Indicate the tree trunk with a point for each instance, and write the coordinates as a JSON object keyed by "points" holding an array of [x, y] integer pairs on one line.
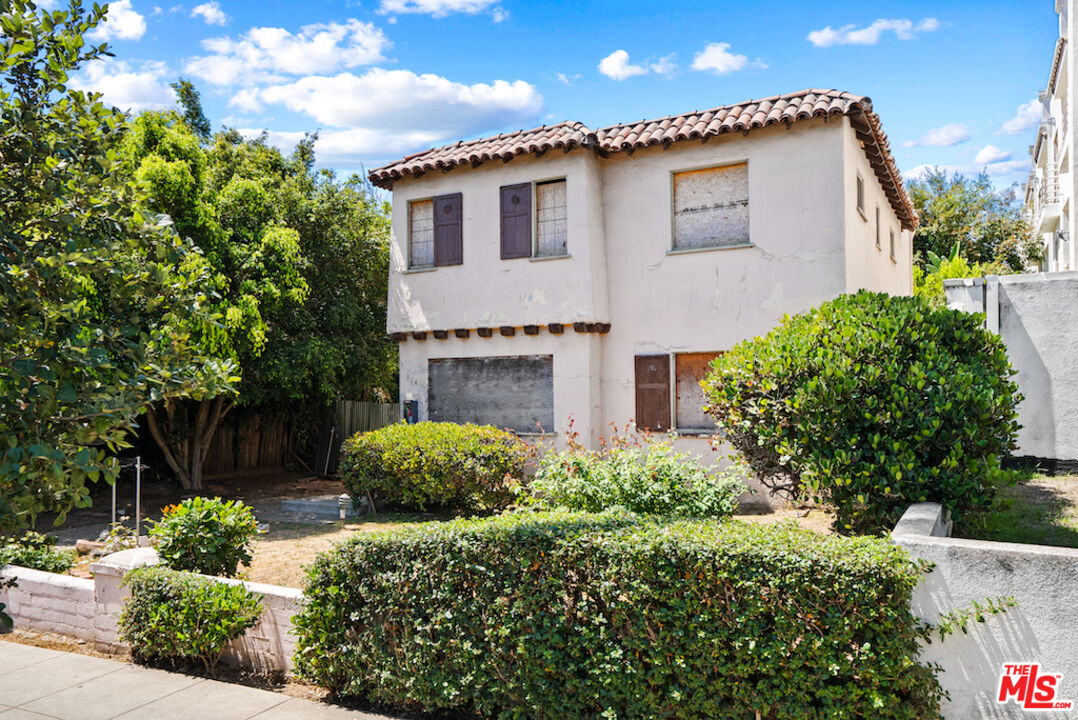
{"points": [[183, 430]]}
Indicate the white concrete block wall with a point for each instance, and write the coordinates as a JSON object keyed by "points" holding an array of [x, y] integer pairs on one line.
{"points": [[90, 609], [1041, 628], [49, 601]]}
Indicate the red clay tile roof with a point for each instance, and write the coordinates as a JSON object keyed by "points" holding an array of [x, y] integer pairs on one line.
{"points": [[744, 116]]}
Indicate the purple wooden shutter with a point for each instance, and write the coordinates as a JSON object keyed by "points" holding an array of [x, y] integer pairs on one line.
{"points": [[448, 244], [653, 391], [516, 221]]}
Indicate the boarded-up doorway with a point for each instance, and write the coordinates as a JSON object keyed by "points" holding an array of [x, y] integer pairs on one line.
{"points": [[513, 392]]}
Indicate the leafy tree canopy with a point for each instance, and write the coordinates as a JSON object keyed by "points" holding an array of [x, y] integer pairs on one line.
{"points": [[98, 295], [985, 222]]}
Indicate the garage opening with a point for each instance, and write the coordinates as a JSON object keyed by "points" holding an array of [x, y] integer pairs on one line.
{"points": [[512, 392]]}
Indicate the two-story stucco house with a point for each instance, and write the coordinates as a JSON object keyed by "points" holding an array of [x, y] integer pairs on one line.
{"points": [[591, 274]]}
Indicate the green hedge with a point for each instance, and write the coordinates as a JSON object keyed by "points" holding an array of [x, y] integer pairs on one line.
{"points": [[181, 615], [430, 466], [574, 615], [871, 403]]}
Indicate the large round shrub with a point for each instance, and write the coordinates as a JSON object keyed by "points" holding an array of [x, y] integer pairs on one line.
{"points": [[871, 403], [434, 466], [207, 536]]}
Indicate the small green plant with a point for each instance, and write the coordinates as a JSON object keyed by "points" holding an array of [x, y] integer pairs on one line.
{"points": [[871, 403], [179, 615], [959, 619], [206, 536], [38, 552], [651, 479], [434, 466]]}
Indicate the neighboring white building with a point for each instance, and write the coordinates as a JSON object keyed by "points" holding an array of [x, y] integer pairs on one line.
{"points": [[568, 273], [1050, 190]]}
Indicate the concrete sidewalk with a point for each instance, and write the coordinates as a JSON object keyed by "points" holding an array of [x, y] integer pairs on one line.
{"points": [[46, 684]]}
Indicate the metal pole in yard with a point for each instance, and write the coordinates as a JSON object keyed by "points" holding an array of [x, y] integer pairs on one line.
{"points": [[138, 494]]}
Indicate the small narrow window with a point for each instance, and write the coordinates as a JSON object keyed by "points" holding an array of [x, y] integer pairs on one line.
{"points": [[690, 369], [653, 392], [422, 234], [551, 219], [710, 207]]}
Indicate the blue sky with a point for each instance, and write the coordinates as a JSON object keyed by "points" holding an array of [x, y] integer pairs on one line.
{"points": [[378, 79]]}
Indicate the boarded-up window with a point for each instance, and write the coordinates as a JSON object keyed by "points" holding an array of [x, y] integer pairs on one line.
{"points": [[422, 234], [513, 392], [551, 223], [516, 221], [653, 391], [691, 368], [710, 207], [448, 237]]}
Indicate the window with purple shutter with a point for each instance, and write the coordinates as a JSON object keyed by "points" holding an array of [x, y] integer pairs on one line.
{"points": [[448, 245], [516, 221]]}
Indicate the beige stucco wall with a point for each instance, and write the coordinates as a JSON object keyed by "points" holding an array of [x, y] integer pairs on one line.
{"points": [[867, 265], [621, 268]]}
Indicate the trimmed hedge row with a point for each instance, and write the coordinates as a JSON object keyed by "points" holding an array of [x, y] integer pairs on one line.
{"points": [[434, 465], [575, 615]]}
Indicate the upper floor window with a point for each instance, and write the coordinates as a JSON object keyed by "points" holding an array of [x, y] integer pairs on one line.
{"points": [[550, 223], [434, 232], [710, 207]]}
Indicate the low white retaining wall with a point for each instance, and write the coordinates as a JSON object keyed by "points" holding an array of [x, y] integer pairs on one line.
{"points": [[1042, 628], [90, 609]]}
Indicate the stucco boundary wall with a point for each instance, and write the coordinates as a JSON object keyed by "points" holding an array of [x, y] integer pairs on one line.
{"points": [[1041, 628], [90, 610]]}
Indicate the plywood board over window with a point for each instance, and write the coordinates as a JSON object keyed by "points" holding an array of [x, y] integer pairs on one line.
{"points": [[710, 207], [422, 234], [551, 220], [691, 368]]}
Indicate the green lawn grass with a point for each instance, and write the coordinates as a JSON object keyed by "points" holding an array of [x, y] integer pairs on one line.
{"points": [[1041, 511]]}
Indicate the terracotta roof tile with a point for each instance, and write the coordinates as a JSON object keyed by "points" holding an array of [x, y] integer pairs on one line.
{"points": [[744, 116]]}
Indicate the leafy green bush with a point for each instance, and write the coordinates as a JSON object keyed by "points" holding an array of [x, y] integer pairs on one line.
{"points": [[653, 479], [871, 403], [566, 614], [434, 465], [38, 552], [179, 615], [206, 536]]}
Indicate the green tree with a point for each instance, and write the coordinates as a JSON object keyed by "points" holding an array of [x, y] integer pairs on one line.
{"points": [[97, 294], [985, 222], [299, 268]]}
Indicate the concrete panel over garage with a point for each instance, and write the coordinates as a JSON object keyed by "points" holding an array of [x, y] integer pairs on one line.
{"points": [[514, 392]]}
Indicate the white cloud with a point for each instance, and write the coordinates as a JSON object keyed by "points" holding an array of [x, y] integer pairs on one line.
{"points": [[121, 23], [401, 100], [1025, 118], [126, 87], [442, 8], [210, 12], [617, 66], [265, 54], [351, 147], [941, 137], [990, 154], [717, 58], [851, 35]]}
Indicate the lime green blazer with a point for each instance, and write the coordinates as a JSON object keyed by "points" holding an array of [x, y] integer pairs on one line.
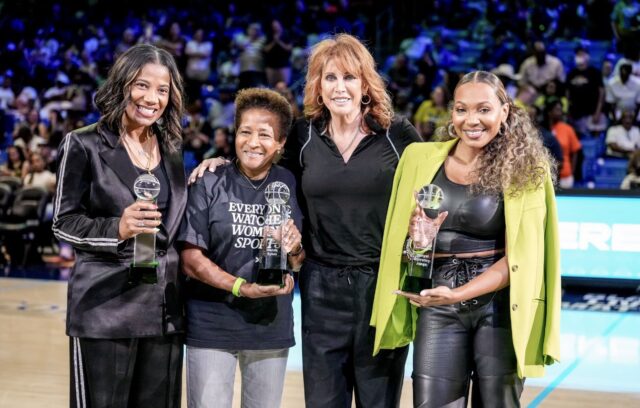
{"points": [[533, 257]]}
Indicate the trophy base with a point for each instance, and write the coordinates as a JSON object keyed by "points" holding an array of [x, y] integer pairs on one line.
{"points": [[268, 277], [414, 284], [143, 273]]}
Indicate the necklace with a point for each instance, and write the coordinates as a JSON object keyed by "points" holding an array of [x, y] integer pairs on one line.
{"points": [[249, 180], [353, 139], [141, 152]]}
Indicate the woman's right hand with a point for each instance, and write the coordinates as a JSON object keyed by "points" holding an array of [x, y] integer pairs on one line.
{"points": [[140, 217], [254, 291], [208, 164]]}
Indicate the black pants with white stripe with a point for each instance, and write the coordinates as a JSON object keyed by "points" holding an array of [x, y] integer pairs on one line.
{"points": [[126, 373], [337, 341]]}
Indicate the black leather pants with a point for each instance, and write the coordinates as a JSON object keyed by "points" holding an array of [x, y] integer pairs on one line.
{"points": [[455, 341], [337, 340]]}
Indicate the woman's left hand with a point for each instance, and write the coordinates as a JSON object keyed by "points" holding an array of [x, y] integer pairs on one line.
{"points": [[441, 295], [208, 164], [291, 237]]}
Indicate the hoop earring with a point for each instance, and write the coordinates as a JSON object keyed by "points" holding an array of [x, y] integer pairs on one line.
{"points": [[503, 129], [451, 130]]}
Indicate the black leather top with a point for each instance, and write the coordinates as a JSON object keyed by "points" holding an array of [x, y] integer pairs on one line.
{"points": [[475, 222]]}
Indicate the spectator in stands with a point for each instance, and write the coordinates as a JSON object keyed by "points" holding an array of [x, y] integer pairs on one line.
{"points": [[549, 141], [400, 75], [540, 68], [222, 109], [625, 20], [432, 113], [632, 179], [223, 145], [118, 314], [24, 138], [175, 44], [607, 71], [198, 52], [37, 174], [282, 88], [623, 139], [7, 97], [420, 92], [252, 73], [37, 126], [585, 91], [197, 132], [526, 96], [149, 35], [623, 93], [552, 89], [127, 41], [277, 54], [16, 165], [509, 79], [567, 138]]}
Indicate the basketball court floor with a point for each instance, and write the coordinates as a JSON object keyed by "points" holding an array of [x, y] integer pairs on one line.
{"points": [[600, 355]]}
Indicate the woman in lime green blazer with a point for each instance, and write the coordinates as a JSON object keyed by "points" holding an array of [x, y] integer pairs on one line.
{"points": [[494, 151]]}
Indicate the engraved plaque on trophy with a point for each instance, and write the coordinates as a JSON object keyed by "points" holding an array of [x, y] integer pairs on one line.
{"points": [[420, 260], [144, 265], [273, 258]]}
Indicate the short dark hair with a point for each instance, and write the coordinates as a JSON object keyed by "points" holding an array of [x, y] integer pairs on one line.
{"points": [[113, 96], [271, 101]]}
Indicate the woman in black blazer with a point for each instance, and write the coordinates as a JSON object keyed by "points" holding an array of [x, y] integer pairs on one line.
{"points": [[124, 328]]}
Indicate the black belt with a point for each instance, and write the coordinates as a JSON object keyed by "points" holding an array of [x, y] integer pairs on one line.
{"points": [[459, 271]]}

= = = =

WORK INSTRUCTIONS: Render everything in the listing from the line containing "Indicate the engraved" down to its end as a two-column CSV headed input and output. Give one row per instruction and its answer, with each value in a single quoted field and any line breaks replaced by spaces.

THE RESPONSE:
input,output
"Indicate the engraved plaque on trophy with a point for each instance, and write the coordinates as a JSON object keyed by ""points"" holding an array of [x, y] integer pairs on one line.","{""points"": [[420, 260], [144, 265], [273, 258]]}"
"Indicate the short dark hair with a point for each instance, and write the coordinates as a JSON object keyed by ""points"" holding an array of [x, y] integer pairs on one line.","{""points"": [[113, 96], [271, 101]]}"
"Indicate the woman in black blazer with a point for each instance, and write the coordinates as a JSON object keyed by ""points"" holding an array of [x, y] integer pairs on one line.","{""points"": [[124, 328]]}"
"Indicate the black belt with a point for each instance, and write the coordinates as a JSON object keyed by ""points"" holding an array of [x, y] integer pairs on one line.","{""points"": [[459, 271]]}"